__REQUIREMENTS__: Rewrite the data starting at the line that contains "of the wooden" and ending at the line that contains "(630, 1211)", both lines included, keeping the wording unchanged. Scale each pixel coordinate by 0.95 and round to the nearest whole number, with halves going up.

__PROVIDED INFORMATION__:
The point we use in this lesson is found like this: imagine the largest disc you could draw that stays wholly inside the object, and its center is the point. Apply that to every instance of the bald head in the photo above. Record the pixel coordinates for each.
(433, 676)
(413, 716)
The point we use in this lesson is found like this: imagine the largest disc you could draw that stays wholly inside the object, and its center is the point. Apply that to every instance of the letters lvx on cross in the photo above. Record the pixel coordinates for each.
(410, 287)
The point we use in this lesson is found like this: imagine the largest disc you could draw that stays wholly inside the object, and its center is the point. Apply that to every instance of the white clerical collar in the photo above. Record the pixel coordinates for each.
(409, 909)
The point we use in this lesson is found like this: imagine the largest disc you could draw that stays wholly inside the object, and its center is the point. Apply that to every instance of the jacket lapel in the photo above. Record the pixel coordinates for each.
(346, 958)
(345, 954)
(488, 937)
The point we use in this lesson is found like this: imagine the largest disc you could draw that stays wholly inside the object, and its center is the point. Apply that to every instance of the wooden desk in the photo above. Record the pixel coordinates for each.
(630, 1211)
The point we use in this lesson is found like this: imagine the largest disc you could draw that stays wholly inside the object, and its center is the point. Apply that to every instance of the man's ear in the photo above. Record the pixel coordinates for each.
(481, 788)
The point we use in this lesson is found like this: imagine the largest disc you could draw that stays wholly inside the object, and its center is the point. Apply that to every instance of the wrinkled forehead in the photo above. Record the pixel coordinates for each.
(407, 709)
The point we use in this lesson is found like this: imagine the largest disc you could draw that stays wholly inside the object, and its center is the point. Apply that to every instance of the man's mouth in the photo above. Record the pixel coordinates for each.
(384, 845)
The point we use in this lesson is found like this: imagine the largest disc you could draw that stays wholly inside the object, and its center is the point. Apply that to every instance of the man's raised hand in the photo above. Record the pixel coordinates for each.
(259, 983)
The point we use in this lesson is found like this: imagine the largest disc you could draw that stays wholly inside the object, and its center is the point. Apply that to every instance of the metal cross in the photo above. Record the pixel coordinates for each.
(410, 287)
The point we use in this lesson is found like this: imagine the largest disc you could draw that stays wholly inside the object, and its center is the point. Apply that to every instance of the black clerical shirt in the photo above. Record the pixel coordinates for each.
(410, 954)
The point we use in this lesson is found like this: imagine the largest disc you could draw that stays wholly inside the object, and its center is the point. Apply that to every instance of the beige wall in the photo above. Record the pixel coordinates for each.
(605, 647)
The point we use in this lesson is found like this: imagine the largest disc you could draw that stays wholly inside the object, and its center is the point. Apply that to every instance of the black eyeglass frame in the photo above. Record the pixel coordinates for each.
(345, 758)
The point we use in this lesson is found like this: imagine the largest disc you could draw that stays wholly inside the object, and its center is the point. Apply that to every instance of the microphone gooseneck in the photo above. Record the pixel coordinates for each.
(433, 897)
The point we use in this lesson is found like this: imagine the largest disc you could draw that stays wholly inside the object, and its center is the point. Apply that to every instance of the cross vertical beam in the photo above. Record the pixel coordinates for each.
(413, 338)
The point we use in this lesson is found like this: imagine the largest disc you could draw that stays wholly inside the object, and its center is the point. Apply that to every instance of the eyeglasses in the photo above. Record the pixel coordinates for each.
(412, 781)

* * *

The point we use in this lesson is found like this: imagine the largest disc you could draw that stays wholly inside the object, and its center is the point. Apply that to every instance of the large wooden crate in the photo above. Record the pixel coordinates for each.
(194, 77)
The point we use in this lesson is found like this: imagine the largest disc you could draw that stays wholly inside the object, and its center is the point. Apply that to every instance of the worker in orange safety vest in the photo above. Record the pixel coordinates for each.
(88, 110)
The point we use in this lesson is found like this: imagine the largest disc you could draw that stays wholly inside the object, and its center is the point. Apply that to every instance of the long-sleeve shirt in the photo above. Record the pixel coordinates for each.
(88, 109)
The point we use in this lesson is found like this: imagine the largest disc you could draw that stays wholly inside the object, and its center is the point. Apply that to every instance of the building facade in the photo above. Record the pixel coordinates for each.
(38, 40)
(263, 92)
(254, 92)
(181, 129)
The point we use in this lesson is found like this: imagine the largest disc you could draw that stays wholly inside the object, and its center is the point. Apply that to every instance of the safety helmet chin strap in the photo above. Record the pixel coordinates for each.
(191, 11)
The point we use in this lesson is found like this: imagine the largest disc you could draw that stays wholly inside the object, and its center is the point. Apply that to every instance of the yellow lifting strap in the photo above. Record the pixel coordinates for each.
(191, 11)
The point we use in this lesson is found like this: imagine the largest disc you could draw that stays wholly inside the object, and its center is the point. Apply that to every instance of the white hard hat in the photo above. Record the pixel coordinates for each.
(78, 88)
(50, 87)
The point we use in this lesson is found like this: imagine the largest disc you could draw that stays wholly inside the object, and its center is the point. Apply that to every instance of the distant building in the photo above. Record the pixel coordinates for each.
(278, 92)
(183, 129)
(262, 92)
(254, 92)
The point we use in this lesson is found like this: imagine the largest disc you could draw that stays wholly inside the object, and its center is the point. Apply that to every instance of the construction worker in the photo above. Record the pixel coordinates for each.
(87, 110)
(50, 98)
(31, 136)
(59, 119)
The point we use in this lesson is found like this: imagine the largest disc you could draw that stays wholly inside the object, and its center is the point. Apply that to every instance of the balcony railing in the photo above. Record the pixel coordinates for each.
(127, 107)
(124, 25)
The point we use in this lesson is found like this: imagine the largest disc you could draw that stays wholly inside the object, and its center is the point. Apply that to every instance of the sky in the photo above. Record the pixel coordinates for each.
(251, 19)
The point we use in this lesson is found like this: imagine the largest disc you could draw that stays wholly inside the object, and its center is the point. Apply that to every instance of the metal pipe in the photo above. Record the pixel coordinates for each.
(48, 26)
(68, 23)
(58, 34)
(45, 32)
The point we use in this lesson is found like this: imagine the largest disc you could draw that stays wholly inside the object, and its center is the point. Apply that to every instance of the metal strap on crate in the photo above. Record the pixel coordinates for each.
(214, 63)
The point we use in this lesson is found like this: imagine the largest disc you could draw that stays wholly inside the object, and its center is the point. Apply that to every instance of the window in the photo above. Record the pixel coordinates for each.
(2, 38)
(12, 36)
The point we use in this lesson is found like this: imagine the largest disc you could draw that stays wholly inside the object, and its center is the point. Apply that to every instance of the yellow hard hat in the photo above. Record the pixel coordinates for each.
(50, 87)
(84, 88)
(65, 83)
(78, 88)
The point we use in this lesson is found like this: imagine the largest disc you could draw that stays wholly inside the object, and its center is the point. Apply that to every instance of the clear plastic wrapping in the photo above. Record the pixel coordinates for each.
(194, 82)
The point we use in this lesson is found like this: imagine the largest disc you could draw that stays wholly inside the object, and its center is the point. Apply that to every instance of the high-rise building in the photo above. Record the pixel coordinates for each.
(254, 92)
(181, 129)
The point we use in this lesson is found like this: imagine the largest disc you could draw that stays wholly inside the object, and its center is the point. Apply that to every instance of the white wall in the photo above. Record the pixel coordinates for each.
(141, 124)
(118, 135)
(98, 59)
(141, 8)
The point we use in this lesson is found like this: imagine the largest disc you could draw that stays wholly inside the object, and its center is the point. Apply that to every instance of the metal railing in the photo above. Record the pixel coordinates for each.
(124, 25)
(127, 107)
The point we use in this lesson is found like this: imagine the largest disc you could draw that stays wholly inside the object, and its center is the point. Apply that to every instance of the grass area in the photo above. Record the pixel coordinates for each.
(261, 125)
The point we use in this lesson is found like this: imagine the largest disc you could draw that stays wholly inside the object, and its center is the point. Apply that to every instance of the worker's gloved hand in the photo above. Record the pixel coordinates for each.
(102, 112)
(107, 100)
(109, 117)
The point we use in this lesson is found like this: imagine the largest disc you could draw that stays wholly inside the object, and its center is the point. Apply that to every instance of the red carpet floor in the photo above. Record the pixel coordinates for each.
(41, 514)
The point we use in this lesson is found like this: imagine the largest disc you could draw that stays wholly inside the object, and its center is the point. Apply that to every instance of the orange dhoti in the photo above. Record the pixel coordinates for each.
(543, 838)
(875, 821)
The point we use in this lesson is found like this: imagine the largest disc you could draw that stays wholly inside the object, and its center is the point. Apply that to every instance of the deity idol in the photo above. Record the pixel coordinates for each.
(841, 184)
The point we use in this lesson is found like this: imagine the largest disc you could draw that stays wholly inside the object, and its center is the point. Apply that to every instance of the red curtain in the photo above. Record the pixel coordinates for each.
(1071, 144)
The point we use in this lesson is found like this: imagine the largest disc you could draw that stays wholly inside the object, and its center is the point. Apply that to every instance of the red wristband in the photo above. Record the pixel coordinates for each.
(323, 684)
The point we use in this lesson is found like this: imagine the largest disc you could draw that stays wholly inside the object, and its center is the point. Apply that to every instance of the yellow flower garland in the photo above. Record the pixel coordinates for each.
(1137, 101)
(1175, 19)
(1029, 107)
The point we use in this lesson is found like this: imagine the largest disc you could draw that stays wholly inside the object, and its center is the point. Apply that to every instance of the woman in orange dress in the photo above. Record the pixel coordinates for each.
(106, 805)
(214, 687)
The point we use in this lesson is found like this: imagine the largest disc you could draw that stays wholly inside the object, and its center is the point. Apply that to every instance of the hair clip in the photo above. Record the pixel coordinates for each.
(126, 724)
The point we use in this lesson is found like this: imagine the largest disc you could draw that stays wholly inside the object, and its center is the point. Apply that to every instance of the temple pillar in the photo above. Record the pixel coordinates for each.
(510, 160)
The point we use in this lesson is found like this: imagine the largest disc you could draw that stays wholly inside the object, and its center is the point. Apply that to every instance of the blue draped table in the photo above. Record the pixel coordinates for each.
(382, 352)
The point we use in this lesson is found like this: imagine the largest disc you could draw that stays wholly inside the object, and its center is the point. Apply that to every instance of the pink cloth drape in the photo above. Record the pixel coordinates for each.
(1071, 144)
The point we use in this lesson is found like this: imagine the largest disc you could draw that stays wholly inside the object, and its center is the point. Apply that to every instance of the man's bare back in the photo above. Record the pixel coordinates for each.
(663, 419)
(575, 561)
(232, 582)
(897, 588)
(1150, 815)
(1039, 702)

==

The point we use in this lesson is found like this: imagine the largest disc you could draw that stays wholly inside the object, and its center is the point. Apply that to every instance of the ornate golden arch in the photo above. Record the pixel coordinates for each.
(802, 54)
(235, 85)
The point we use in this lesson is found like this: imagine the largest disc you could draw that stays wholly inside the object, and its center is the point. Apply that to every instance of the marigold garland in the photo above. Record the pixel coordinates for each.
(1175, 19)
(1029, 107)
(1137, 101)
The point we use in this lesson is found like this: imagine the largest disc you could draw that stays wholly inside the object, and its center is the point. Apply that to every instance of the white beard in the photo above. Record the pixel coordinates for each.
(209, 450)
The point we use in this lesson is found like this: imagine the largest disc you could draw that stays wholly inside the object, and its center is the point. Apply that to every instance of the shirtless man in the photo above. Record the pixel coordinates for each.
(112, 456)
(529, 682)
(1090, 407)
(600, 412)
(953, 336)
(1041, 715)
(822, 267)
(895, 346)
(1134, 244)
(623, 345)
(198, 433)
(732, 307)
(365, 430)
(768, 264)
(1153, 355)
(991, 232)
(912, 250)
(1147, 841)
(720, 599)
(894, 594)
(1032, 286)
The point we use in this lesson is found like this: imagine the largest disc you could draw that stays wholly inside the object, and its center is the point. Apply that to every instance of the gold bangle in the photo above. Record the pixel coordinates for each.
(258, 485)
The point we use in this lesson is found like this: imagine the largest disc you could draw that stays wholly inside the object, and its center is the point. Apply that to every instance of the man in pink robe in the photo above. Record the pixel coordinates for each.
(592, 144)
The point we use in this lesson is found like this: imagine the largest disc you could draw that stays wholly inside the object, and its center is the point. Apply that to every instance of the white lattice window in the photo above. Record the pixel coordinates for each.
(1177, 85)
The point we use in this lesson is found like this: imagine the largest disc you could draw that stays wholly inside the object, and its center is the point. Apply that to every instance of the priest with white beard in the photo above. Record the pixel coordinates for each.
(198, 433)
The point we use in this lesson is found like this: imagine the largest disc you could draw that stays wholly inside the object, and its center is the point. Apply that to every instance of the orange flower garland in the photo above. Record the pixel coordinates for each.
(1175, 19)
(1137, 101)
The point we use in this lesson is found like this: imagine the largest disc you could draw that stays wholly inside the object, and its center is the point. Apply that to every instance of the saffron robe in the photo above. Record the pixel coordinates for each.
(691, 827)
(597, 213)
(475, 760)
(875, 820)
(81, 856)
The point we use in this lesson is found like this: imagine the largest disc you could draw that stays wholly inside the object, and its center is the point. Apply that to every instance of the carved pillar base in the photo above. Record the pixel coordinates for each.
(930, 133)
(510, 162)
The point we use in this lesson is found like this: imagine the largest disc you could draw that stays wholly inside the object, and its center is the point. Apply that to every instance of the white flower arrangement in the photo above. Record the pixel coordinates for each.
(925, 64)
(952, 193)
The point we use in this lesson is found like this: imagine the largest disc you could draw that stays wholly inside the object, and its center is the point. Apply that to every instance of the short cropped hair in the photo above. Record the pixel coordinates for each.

__WRITTEN REPLY__:
The point we use in this lesson is found like this: imagine the largest disc you could draw that stays wholly inside the object, and its center is the point. Apply that to every instance of the wooden desk in the photo above. Record the pixel coordinates for each.
(599, 1150)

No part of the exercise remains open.